Liquidity Traps, Financing the Green New Deal and Does a JG Require Higher Taxation?
A Response to John Quiggin
MMT, Liquidity Traps, Financing the Green New Deal and Does a JG Require Higher Taxation? A Response to John Quiggin
John Quiggin raises important questions about Modern Monetary Theory (MMT) and its implications for financing large-scale public projects like the Green New Deal (GND) and the potential need for higher taxation with a Job Guarantee. In this response, I will address some of Quiggin's concerns and clarify the MMT perspective on these issues.
Firstly, MMT is not solely based on the assumption that the economy is always in a liquidity trap. Rather, it provides a broader framework for understanding the role of money, fiscal policy, and monetary policy in various economic conditions. MMT argues that monetary policy is not always an effective tool for stabilising aggregate demand and that fiscal policy should be responsive to economic conditions, focusing on achieving full employment and price stability.

Data excerpt:
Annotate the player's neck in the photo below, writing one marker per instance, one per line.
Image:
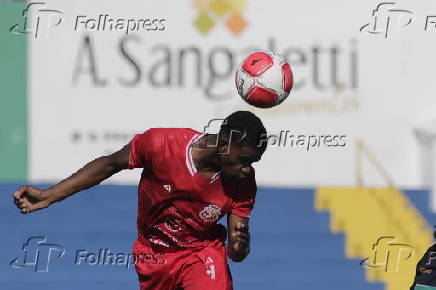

Problem to work on: From the page text, list everything whose role MMT is said to provide a framework for understanding.

Answer section: money, fiscal policy, monetary policy